- What you should do -
Check which lines of the entries that follow hold "person", then give the number of those lines and nothing more.

- Source data -
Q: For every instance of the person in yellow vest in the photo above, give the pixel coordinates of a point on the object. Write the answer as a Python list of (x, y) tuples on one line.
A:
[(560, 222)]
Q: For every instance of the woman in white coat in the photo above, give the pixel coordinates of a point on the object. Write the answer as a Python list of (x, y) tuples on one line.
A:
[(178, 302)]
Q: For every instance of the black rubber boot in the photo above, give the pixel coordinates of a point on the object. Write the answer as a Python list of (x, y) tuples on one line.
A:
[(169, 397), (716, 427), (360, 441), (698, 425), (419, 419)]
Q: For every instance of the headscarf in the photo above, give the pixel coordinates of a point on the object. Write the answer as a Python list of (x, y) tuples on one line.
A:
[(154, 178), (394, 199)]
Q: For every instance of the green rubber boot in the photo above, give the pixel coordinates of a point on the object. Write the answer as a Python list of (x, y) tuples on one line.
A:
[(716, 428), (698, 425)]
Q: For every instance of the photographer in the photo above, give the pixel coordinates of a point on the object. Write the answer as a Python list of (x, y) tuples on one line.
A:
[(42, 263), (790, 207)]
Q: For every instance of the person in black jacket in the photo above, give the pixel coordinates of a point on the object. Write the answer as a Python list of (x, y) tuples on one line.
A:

- Task output -
2